From the passage on appending data to vector files, pull out word for word the stretch that starts with the words containing "Appending Data to" and ends with "rec = next(c)".

§ **SELECTED PASSAGE**
───
A vector file can be opened for writing in mode ``'a'`` (append) or mode
``'w'`` (write).

.. admonition:: Note
   
   The in situ "update" mode of :program:`OGR` is quite format dependent
   and is therefore not supported by Fiona.

Appending Data to Existing Files
--------------------------------

Let's start with the simplest if not most common use case, adding new records
to an existing file. The file is copied before modification and a suitable
record extracted in the example below.

.. sourcecode:: pycon

  >>> with fiona.open('docs/data/test_uk.shp') as c:
  ...     rec = next(c)
  >>> rec['id'] = '-1'
  >>> rec['properties']['CNTRY_NAME'] = 'Gondor'
  >>> import os
  >>> os.system("cp docs/data/test_uk.* /tmp")
  0

The coordinate reference system. format, and schema of the file are already
defined, so it's opened with just two arguments as for reading, but in ``'a'``
mode. The new record is written to the end of the file using the
:py:meth:`~fiona.collection.Collection.write` method. Accordingly, the length
of the file grows from 48 to 49.

.. sourcecode:: pycon

  >>> with fiona.open('/tmp/test_uk.shp', 'a') as c:
  ...     print(len(c))
  ...     c.write(rec)
  ...     print(len(c))
  ...
───
§ **EXCERPTED RECORDS**
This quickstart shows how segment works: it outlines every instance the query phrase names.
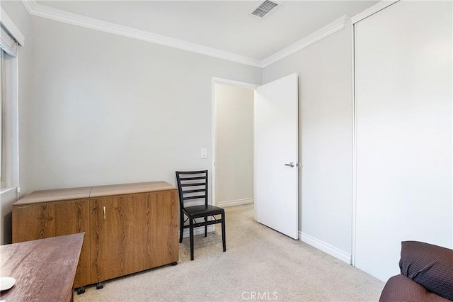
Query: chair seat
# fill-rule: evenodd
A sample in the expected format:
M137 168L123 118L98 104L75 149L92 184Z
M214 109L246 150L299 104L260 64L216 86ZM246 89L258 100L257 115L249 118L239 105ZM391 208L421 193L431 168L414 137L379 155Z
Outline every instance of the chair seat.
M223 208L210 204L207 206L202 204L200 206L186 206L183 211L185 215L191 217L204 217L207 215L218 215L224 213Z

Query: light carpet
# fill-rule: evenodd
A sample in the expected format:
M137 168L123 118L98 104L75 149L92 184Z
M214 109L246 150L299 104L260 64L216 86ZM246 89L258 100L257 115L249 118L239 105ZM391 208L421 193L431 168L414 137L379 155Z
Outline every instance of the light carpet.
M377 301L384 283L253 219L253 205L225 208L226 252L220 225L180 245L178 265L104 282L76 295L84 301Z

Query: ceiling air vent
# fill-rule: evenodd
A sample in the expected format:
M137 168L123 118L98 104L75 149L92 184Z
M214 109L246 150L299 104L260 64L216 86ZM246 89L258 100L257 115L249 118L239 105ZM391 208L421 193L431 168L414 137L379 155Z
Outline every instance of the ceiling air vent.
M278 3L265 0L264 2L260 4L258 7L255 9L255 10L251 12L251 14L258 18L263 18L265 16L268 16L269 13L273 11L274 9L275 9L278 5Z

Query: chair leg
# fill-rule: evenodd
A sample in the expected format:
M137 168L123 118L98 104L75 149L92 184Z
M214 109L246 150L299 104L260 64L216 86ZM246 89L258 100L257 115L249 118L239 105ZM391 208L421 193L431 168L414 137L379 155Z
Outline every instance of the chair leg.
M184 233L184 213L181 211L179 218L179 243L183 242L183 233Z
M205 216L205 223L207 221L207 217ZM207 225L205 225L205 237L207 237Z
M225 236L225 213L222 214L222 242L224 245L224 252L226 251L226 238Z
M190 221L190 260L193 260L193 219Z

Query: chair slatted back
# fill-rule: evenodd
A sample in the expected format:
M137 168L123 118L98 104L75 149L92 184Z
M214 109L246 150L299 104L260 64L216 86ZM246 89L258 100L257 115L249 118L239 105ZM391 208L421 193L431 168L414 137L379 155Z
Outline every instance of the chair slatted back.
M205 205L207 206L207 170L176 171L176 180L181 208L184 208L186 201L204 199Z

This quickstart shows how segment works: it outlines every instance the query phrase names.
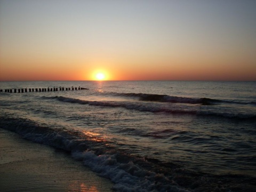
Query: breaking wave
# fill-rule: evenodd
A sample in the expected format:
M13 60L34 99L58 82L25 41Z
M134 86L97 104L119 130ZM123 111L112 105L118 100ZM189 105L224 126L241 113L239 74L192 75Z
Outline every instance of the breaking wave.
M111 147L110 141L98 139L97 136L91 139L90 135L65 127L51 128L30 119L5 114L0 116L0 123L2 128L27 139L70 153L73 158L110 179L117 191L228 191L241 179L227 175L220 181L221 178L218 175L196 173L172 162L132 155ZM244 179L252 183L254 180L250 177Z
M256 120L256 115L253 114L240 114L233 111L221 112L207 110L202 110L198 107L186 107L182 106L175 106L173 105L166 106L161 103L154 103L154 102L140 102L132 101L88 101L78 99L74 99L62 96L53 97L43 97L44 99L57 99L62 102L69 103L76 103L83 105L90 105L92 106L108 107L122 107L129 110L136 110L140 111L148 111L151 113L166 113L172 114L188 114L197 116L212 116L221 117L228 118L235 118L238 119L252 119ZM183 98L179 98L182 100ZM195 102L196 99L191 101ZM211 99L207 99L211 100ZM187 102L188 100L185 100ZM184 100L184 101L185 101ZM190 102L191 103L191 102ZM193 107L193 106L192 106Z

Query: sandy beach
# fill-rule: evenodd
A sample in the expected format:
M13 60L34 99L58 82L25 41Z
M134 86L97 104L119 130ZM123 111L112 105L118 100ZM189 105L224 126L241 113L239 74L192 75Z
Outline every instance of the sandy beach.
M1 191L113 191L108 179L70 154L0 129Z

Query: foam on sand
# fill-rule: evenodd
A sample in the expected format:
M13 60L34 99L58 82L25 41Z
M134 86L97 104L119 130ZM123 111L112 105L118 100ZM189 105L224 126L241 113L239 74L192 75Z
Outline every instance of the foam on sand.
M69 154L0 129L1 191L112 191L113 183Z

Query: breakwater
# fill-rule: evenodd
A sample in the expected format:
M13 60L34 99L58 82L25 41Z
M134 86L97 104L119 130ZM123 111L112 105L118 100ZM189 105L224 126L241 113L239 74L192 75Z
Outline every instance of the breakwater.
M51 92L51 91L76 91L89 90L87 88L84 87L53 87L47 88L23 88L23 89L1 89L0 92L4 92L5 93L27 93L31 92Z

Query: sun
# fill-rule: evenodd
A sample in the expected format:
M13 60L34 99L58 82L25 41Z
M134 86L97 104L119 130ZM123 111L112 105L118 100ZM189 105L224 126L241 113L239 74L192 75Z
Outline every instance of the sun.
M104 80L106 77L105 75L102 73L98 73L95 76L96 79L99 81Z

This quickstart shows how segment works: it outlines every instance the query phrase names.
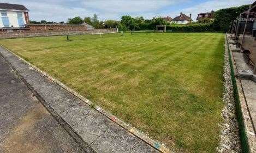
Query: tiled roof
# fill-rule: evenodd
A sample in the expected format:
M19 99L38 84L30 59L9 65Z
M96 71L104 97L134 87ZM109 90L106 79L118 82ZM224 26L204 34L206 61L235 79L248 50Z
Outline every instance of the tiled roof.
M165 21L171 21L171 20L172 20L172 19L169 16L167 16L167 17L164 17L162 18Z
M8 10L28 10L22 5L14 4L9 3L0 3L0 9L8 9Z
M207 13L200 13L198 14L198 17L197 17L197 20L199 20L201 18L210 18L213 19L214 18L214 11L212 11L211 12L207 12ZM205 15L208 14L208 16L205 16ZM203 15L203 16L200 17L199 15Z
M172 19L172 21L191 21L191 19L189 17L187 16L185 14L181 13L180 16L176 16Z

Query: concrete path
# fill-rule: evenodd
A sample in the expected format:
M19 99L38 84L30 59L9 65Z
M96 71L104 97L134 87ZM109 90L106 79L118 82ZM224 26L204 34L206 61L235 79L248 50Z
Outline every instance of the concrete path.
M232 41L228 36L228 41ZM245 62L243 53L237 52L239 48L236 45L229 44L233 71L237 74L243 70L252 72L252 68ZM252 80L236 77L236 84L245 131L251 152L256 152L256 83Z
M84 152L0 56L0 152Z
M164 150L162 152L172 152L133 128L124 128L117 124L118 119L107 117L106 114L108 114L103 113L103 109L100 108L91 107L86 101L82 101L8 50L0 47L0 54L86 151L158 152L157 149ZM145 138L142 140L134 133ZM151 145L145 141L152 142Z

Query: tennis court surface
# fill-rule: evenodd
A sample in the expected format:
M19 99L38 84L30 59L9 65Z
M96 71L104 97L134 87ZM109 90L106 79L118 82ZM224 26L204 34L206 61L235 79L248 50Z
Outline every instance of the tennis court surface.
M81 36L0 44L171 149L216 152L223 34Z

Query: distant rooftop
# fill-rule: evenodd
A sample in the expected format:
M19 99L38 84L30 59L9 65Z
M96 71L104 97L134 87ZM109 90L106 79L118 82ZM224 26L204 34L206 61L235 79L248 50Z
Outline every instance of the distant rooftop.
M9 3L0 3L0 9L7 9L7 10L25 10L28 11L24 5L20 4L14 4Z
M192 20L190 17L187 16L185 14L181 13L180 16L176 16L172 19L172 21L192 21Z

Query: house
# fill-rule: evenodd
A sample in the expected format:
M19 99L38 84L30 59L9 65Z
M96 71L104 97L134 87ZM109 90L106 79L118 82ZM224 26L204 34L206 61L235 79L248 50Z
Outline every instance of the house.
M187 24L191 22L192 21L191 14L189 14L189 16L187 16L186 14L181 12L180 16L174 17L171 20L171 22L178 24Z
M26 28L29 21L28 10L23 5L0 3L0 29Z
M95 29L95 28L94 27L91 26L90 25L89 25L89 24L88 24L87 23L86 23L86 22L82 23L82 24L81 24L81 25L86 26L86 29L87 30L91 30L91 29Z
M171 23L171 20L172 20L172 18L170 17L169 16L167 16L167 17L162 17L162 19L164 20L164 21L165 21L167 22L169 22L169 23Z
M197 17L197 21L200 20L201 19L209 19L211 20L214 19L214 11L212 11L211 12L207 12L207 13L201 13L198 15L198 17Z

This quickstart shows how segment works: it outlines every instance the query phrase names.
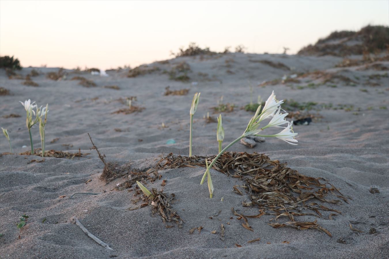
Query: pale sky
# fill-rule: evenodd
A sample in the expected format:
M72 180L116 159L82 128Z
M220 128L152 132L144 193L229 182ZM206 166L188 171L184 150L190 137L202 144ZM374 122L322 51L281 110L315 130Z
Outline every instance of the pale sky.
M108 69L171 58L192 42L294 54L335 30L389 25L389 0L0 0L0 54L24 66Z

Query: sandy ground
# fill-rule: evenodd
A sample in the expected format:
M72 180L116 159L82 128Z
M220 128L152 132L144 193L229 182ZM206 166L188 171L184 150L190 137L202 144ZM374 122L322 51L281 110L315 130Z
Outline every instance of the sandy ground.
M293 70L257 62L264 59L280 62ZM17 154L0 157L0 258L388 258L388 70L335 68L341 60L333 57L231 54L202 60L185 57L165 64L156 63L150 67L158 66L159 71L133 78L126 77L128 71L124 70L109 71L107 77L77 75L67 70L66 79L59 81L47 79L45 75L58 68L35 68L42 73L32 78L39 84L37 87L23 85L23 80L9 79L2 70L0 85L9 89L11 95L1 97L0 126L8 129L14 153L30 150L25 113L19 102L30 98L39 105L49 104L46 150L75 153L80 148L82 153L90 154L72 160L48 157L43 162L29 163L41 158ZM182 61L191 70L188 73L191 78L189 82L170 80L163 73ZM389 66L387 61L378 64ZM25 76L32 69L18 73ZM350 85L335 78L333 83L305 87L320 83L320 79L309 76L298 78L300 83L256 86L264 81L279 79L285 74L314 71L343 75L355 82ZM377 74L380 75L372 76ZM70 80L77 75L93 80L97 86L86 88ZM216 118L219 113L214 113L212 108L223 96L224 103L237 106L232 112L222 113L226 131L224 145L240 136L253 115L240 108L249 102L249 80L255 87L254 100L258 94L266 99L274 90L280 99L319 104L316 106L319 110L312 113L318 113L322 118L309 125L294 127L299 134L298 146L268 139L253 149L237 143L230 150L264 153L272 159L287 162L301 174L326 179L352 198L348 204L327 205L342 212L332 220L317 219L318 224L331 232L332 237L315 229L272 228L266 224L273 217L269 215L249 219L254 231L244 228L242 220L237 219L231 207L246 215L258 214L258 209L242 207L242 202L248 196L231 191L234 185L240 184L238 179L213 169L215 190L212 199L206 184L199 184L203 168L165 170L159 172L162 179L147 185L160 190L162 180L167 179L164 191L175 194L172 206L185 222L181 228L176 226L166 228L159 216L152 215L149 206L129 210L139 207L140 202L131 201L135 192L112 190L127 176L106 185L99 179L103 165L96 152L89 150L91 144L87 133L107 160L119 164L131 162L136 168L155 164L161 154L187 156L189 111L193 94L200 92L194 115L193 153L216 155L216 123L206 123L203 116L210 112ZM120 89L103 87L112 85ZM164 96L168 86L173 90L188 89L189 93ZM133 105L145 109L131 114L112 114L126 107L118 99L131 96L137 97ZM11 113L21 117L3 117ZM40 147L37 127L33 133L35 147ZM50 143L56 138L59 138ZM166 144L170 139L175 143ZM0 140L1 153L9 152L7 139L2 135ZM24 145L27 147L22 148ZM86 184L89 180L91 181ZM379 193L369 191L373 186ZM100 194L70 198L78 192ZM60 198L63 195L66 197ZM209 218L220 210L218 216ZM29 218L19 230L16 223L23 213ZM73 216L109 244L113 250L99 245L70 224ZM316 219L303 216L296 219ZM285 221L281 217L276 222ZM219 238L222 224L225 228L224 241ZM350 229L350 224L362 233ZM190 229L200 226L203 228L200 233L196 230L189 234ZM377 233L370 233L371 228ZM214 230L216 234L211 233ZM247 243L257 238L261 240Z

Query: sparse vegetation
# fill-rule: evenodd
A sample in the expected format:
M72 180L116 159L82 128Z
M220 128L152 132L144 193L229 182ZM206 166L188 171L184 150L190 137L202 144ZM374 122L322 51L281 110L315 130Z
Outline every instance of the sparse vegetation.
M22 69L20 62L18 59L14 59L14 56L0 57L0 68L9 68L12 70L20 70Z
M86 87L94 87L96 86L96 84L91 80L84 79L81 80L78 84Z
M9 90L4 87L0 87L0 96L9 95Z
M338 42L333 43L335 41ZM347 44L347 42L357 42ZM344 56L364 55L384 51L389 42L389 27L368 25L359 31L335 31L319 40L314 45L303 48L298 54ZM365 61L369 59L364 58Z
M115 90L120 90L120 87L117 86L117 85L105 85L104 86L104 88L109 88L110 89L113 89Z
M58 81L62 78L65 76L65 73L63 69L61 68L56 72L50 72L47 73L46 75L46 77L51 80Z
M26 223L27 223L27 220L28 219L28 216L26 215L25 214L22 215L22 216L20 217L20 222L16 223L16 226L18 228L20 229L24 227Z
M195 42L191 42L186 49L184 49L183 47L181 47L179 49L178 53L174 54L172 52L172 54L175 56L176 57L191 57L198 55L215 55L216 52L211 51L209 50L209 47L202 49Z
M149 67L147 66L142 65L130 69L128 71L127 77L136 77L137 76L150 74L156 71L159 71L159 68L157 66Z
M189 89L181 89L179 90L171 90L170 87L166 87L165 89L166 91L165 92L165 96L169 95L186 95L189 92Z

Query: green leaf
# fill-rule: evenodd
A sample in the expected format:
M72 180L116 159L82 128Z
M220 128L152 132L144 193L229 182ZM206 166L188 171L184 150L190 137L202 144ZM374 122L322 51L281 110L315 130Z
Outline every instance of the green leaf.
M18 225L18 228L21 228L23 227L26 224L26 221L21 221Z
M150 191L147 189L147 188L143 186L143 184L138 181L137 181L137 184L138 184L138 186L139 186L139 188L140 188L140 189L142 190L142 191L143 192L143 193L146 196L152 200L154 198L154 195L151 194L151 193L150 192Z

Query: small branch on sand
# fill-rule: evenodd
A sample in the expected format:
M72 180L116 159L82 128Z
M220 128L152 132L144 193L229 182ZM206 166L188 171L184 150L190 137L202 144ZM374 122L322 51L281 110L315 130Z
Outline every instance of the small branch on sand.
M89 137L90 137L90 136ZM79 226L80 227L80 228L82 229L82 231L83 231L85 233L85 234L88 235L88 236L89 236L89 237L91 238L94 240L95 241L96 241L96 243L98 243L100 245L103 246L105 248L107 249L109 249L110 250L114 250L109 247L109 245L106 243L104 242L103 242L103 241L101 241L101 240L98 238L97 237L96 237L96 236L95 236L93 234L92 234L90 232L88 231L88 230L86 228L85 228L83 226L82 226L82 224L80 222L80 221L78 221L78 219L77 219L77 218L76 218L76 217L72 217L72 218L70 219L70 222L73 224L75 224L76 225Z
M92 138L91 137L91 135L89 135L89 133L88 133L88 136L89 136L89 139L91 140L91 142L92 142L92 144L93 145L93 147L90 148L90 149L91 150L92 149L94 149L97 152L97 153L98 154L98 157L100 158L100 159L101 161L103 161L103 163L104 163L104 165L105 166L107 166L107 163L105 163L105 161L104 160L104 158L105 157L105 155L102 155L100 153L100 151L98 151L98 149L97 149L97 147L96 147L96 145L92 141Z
───
§ **TASK RESPONSE**
Appending Data to Existing Files
--------------------------------

Let's start with the simplest if not most common use case, adding new records
to an existing file. The file is copied before modification and a suitable
record extracted in the example below.

.. sourcecode:: pycon

  >>> with fiona.open('docs/data/test_uk.shp') as c:
  ...     rec = next(c)